━━ Input

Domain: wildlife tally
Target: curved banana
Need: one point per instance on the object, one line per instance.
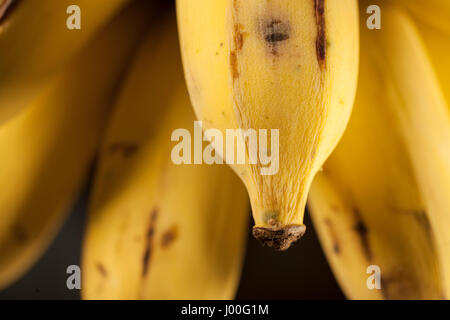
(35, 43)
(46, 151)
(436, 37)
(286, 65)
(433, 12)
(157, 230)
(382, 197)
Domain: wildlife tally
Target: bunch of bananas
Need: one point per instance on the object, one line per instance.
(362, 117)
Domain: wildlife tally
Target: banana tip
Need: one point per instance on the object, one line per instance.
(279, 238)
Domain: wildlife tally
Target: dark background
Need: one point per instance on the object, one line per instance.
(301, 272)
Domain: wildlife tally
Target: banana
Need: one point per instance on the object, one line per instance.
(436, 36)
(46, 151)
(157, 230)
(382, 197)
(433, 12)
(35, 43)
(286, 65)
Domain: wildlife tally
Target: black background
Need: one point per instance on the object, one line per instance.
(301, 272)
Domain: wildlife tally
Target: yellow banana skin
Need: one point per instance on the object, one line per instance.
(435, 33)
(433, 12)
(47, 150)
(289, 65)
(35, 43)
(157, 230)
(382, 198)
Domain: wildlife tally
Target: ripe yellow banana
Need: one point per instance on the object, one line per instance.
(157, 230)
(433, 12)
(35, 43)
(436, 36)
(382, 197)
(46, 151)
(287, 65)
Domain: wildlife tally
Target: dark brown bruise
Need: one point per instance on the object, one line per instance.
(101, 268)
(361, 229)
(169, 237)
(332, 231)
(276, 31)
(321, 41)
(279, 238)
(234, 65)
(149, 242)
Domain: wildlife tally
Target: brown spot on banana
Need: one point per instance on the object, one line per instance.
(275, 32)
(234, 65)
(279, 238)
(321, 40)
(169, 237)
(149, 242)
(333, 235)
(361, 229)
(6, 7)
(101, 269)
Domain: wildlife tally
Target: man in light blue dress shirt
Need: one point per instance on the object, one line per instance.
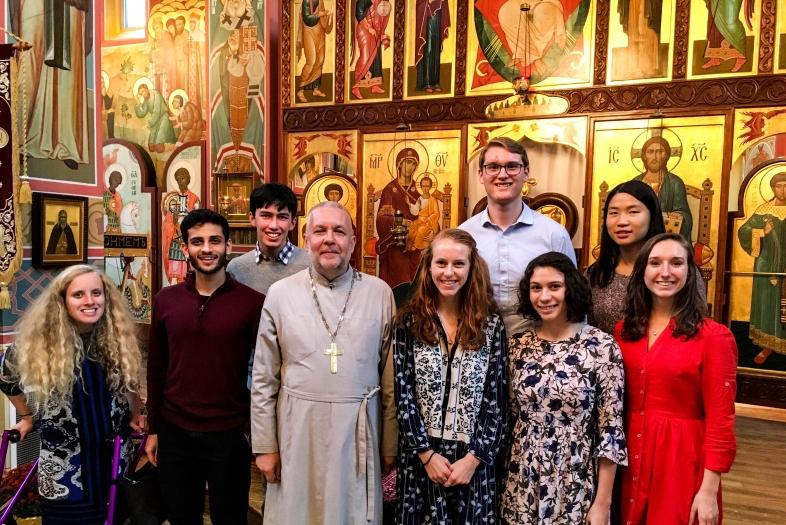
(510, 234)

━━━━
━━ Input

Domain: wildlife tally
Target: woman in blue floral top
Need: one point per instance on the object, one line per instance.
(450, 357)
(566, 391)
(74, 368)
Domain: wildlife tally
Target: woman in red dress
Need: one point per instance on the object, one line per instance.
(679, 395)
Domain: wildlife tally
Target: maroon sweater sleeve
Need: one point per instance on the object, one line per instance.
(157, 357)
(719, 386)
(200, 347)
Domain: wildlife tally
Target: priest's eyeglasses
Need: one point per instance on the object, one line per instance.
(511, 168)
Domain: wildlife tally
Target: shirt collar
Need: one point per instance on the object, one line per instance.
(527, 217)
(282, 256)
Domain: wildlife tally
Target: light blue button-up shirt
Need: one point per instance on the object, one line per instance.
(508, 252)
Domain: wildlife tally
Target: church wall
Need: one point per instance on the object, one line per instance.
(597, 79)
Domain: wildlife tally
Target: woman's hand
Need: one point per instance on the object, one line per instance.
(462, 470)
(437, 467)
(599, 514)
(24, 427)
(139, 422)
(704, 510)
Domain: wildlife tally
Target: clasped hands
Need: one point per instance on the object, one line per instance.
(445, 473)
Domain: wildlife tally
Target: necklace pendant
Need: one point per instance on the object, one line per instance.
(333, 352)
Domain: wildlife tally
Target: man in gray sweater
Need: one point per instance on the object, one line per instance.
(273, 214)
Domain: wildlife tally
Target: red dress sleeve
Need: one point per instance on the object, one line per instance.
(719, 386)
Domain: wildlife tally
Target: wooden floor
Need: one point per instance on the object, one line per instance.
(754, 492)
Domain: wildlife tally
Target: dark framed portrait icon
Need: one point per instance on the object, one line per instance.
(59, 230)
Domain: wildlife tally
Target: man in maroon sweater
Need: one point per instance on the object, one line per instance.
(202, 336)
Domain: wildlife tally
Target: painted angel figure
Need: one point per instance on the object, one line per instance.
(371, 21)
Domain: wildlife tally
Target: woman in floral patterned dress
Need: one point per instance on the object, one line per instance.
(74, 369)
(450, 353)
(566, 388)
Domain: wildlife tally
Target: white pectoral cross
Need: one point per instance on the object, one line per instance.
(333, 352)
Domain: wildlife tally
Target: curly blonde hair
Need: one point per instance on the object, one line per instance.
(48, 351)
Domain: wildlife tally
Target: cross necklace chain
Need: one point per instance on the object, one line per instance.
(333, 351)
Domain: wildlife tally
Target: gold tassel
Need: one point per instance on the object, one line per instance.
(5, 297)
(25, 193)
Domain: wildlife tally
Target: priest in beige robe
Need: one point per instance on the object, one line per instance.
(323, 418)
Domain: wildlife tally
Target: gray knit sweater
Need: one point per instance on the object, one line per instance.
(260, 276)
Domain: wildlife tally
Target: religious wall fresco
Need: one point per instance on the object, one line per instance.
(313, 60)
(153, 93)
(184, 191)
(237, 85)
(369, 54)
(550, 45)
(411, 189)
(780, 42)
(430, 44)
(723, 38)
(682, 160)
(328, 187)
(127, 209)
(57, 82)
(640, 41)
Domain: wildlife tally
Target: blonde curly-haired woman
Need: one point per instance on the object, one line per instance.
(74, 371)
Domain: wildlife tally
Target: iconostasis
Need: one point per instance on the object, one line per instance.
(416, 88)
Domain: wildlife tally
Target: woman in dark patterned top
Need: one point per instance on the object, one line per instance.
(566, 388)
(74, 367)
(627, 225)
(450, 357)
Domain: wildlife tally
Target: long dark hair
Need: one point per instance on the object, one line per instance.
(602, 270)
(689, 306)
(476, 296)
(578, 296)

━━━━

Exercise description: Scan the entries above and show each line that contains the word "sleeve".

Written reply:
Target: maroon sweater sleeve
Target: red dress sleeve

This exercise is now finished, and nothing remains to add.